--- begin ---

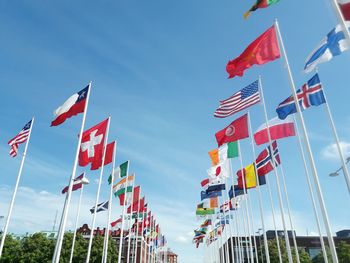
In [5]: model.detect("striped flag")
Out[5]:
[214,80,260,118]
[8,120,32,157]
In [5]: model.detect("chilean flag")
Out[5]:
[51,85,90,126]
[254,116,295,145]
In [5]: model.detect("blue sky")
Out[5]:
[0,0,350,262]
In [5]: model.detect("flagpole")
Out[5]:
[293,115,328,263]
[52,82,92,263]
[69,172,85,263]
[86,116,111,263]
[259,74,293,263]
[248,111,270,263]
[275,19,339,263]
[118,161,131,263]
[102,141,117,263]
[0,117,34,258]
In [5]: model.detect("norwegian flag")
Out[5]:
[8,120,32,157]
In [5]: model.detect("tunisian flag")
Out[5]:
[226,26,280,78]
[254,115,295,145]
[51,85,89,126]
[79,119,109,170]
[215,114,249,147]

--- end ---

DESCRIPTION OF THE TASK:
Write out every line of the entries exactly as they appear, leaving out the pictures.

COMPLETE ANSWER:
In [5]: model.detect("striped flag")
Out[5]:
[214,80,260,118]
[8,120,32,157]
In [5]: model.detect("chilean flag")
Out[5]:
[51,85,90,126]
[254,116,295,145]
In [5]: model.detect("blue sky")
Out[5]:
[0,0,350,262]
In [5]: model.detect("flagpole")
Out[5]:
[293,115,328,263]
[52,82,92,263]
[69,172,85,263]
[86,116,111,263]
[259,74,293,263]
[248,111,270,263]
[275,19,339,263]
[118,161,131,263]
[102,141,117,263]
[0,117,34,258]
In [5]: model.detect("norwegian flag")
Out[5]:
[8,120,32,157]
In [5]: model.detect("tunisian flag")
Out[5]:
[226,26,280,78]
[254,115,295,145]
[51,85,89,126]
[79,119,109,170]
[215,114,249,147]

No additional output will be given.